--- Requirements ---
(a) According to the passage on software dependencies, in what field did the idea of syntactic dependencies originate?
(b) Repeat verbatim the portion of the passage on software dependencies starting with "Syntactic dependency analyses" and going on through "relationships quite challenging.".
(c) Carry on the passage on software dependencies from the point at which it stops.

[begin Selected text]

Publisher/subscriber systems represent another example of semantic or logical dependencies, where the relationship between software entities is not explicitly articulated by a call, for instance, from one module to the other. Our discussion focuses primarily on the distinction between syntactic and logical dependencies, because this distinction points directly to the issue of the ease with which the dependency can be identified.

The idea of syntactic dependencies has its origins in compiler optimizations, where the main goal was to understand control and dataflow relationships across statements. Most approaches in this line of work extract relational information, typically from source code or some sort of intermediate representation of the code, such as bytecodes or abstract syntax trees. Then, they analyze units such as statements, functions, or methods to identify relationships that can reveal data-related dependencies (e.g., a particular data structure modified by a function and used in another function) or functional dependencies (e.g., method A calls method B).

Syntactic dependency analyses are used in a wide variety of applications, ranging from static analysis to detect defects to tools that assist developers in understanding and debugging code. Unfortunately, this type of relational information has some problems. In certain cases, it tends not to be accurate. For instance, in programming languages such as C and C++, function pointers and conditional compilation directives tend to create a lot of difficulties for syntactic analyzers based on source code. In the case of object-oriented languages, polymorphism makes the identification of a relationship between two classes almost impossible prior to runtime. In other cases, syntactic dependency information is overwhelming, uncovering tens of hundreds of relationships between source code files and making the process of identifying the relevant relationships quite challenging.

[end Selected text]
[begin Provided records]

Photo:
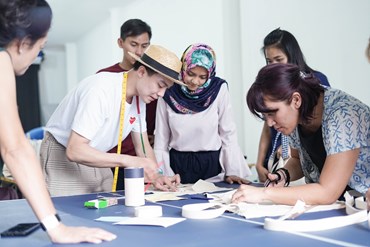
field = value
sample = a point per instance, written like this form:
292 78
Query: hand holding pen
279 178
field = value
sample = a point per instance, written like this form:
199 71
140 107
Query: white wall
333 35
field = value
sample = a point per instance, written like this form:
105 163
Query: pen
200 198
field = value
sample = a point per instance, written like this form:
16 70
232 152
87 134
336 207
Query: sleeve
345 129
141 125
162 138
231 157
90 114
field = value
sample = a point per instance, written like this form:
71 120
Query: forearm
84 154
25 168
311 194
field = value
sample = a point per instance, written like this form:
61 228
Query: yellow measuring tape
121 121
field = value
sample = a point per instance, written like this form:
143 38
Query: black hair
135 27
278 82
286 42
21 19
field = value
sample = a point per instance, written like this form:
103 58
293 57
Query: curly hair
278 82
21 19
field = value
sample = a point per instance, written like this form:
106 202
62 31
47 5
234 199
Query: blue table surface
227 230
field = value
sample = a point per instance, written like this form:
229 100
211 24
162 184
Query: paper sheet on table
111 218
155 221
253 210
200 186
164 196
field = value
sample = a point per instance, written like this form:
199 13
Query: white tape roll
202 210
148 211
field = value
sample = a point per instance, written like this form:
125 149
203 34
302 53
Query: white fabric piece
355 215
148 211
257 210
203 210
315 225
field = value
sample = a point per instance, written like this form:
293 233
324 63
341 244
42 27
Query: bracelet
286 175
50 222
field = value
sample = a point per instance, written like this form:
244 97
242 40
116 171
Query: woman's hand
63 234
262 173
235 179
275 180
247 193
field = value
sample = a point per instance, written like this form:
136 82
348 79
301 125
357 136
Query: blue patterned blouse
345 126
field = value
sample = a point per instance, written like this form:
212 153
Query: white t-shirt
92 109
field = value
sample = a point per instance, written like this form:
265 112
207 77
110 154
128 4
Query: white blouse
208 130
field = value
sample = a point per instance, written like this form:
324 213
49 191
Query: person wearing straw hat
89 120
200 109
135 37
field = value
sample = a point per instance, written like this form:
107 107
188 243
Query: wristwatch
50 222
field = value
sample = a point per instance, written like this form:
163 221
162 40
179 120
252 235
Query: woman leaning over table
195 133
23 33
328 132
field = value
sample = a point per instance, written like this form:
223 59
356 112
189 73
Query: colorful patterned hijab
182 100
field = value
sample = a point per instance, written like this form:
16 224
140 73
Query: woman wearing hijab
195 132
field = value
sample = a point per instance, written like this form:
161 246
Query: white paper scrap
155 221
111 218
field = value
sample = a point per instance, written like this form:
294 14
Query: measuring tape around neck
121 121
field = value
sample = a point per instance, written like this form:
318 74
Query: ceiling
73 18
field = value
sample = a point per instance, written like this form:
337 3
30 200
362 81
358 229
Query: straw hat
161 61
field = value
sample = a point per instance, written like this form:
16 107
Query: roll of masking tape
203 210
148 211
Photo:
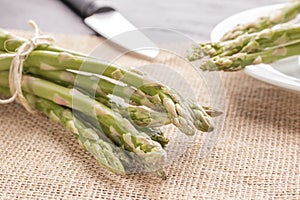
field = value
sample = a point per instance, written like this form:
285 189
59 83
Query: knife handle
86 8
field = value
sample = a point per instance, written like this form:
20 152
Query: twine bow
16 67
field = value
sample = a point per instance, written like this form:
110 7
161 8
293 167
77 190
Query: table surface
257 155
195 18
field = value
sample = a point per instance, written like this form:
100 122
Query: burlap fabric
257 156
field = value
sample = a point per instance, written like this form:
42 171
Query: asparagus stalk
120 130
249 43
178 110
240 60
281 15
102 89
105 153
10 42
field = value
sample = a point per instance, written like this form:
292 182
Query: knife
109 23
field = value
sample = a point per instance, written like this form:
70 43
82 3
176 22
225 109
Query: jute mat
257 156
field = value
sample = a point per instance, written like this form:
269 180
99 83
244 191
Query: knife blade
109 23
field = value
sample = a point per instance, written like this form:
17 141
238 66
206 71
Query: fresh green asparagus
249 43
279 16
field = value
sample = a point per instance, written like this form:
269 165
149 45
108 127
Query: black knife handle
86 8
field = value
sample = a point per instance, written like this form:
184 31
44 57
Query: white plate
284 73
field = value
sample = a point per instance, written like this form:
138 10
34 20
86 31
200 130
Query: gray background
196 18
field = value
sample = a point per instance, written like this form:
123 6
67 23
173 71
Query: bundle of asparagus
266 40
123 135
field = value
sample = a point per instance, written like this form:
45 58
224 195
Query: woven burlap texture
257 156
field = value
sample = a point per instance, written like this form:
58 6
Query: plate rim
250 70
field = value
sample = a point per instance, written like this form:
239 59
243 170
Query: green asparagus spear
249 43
106 154
240 60
117 128
281 15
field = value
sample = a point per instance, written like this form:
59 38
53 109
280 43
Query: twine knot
16 67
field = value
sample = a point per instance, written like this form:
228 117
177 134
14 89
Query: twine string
16 67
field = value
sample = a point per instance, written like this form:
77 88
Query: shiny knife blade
109 23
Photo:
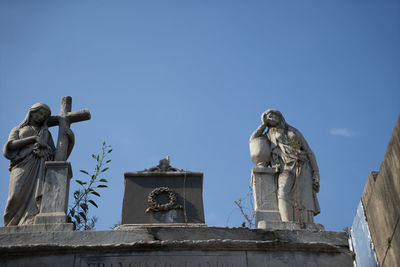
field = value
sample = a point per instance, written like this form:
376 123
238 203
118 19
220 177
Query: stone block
146 191
381 201
54 205
263 182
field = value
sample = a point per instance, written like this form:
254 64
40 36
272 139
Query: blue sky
190 79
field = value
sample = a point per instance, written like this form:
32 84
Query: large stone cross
54 204
64 120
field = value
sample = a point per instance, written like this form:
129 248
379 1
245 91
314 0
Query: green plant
247 214
78 213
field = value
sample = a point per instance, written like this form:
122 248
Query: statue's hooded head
278 114
34 108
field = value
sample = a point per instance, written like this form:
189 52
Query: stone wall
381 201
176 247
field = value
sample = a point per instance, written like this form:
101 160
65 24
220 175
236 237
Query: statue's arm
312 159
71 141
258 132
14 143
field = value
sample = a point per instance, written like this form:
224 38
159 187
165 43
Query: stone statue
163 166
297 169
30 148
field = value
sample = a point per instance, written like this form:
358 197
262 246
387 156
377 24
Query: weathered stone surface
361 240
381 201
263 183
183 188
34 228
294 190
54 203
176 246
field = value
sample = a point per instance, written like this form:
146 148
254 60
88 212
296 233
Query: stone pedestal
54 203
263 183
163 197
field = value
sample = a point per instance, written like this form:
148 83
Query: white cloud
342 132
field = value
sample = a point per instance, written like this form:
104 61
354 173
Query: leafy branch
78 213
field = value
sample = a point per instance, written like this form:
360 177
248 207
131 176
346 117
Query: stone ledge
148 234
213 244
34 228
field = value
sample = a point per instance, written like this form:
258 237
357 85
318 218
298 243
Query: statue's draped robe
295 174
27 167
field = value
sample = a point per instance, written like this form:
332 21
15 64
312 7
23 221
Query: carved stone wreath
155 206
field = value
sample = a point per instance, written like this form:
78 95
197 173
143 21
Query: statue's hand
70 135
40 141
316 183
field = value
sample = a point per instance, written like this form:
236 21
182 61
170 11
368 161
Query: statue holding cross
39 178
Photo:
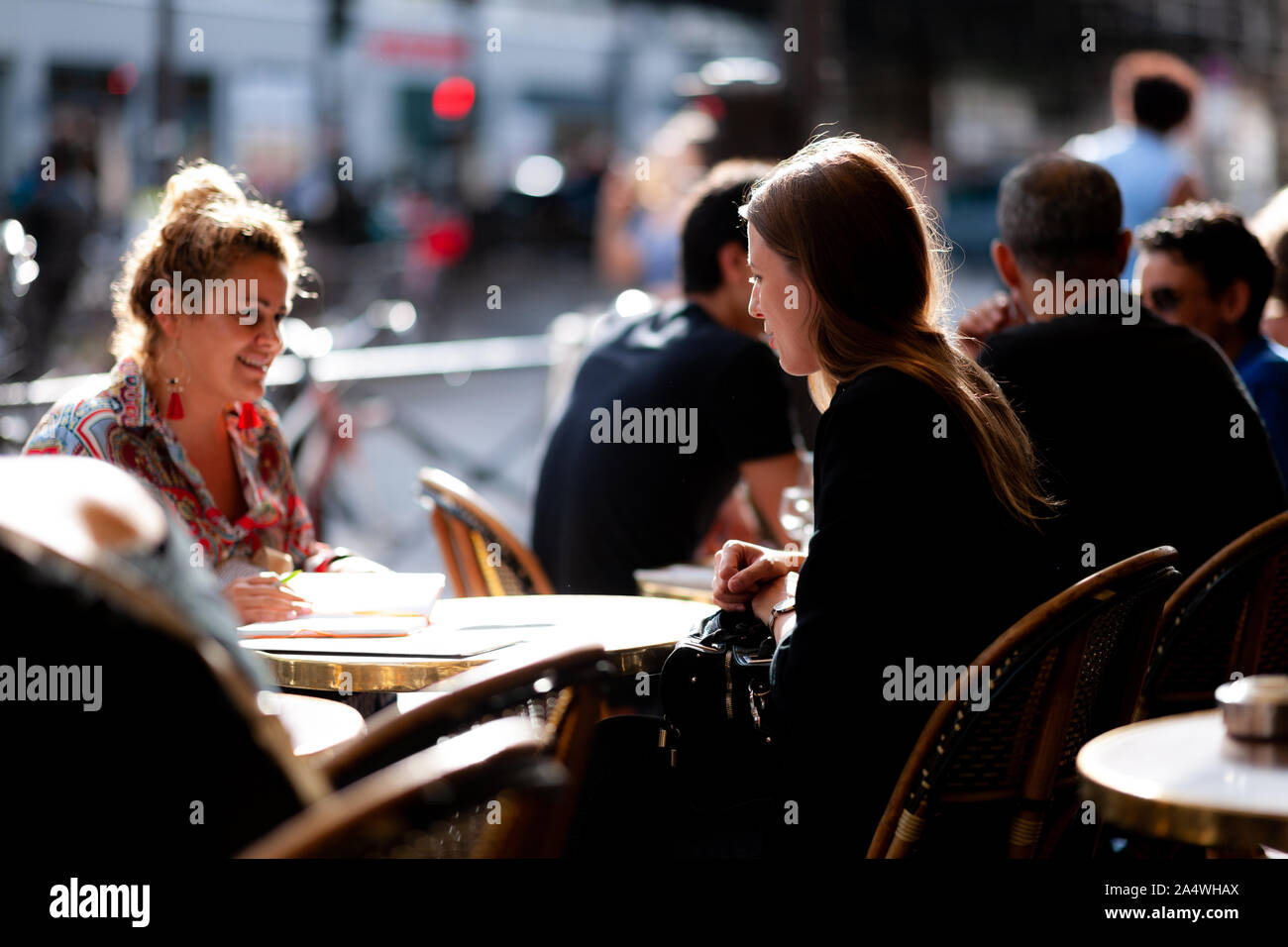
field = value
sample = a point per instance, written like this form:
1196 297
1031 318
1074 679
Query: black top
913 558
608 501
1138 428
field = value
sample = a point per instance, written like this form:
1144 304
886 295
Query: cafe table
684 579
638 634
1181 777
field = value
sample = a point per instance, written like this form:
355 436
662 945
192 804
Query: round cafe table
1183 779
638 634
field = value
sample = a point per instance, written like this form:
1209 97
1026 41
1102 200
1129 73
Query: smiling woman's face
784 300
228 359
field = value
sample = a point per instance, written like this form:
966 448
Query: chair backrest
482 556
561 692
471 795
986 780
1231 615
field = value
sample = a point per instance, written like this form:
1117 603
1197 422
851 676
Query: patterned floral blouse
124 427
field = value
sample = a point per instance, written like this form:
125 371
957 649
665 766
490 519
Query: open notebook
378 604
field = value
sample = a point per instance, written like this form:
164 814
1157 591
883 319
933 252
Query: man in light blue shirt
1151 170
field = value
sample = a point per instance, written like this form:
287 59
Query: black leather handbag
715 684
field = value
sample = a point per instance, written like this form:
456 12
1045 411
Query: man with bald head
1142 428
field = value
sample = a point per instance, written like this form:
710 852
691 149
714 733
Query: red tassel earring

[end Provided records]

--- Task responses ---
(a) Compiler optimizations.

(b)
Syntactic dependency analyses are used in a wide variety of applications, ranging from static analysis to detect defects to tools that assist developers in understanding and debugging code. Unfortunately, this type of relational information has some problems. In certain cases, it tends not to be accurate. For instance, in programming languages such as C and C++, function pointers and conditional compilation directives tend to create a lot of difficulties for syntactic analyzers based on source code. In the case of object-oriented languages, polymorphism makes the identification of a relationship between two classes almost impossible prior to runtime. In other cases, syntactic dependency information is overwhelming, uncovering tens of hundreds of relationships between source code files and making the process of identifying the relevant relationships quite challenging.

(c)
An alternative mechanism for identifying technical dependencies consists of examining the set of source code files that are modified together as part of some unit of development work, such as the development of a new feature or fixing a defect. Gall et al. suggested that files that changed together—for instance, in a version control commit transaction—share some sort of dependency, which they called logical [Gall et al. 1998]. Certainly, logical dependencies are not completely different from syntactic dependencies. In fact, they can range from syntactic relationships (e.g., the commit was due to a change in the number of parameters to a function that is implemented in file A and called from file B) to more complex semantic dependencies where the computations done in one file affects the behavior of another file.

One attractive characteristic of this way of thinking about technical dependencies is that it provides a better estimate for semantic dependencies relative to call graphs or data graphs, because it does not rely on language constructs to establish the dependency relationship between source code files. For instance, in the case of remote procedure calls (RPCs), a syntactic dependency approach would provide the necessary information to relate a pair of modules. However, such information would be embedded in a long path of connections from the RPC caller through the RPC stubs and all the way to the RPC server module. Alternatively, when the module invoking the RPC and the module implementing the RPC server are changed together, a logical dependency is created, showing a direct dependency between the affected source code files.

The logical dependency approach is even more valuable in cases such as publisher/subscriber or event-based systems. Here, the call-graph approach would fail to relate the interdependent modules because no syntactically visible dependency would exist between, for instance, a module that generates an event and a module that registers to receive such an event. Therefore, the logical dependency approach has the potential to identify important dependencies not visible in syntactic code analyses.

Moreover, logical dependencies can filter syntactic dependencies that may be relevant in terms of the information needs of developers. For example, the syntactic dependency approach highlights relationships among basic libraries (e.g., memory management, printing functionality, etc.) because they contain highly coupled files. Yet they tend to be very stable and unlikely to fail, despite this high level of coupling.

However, the logical view of technical dependencies also has its problems. The main challenge is that the dependency information is extracted from historical data such as that provided by version control systems. Without such a resource, there is no efficient way to determine the logical dependencies among source code files.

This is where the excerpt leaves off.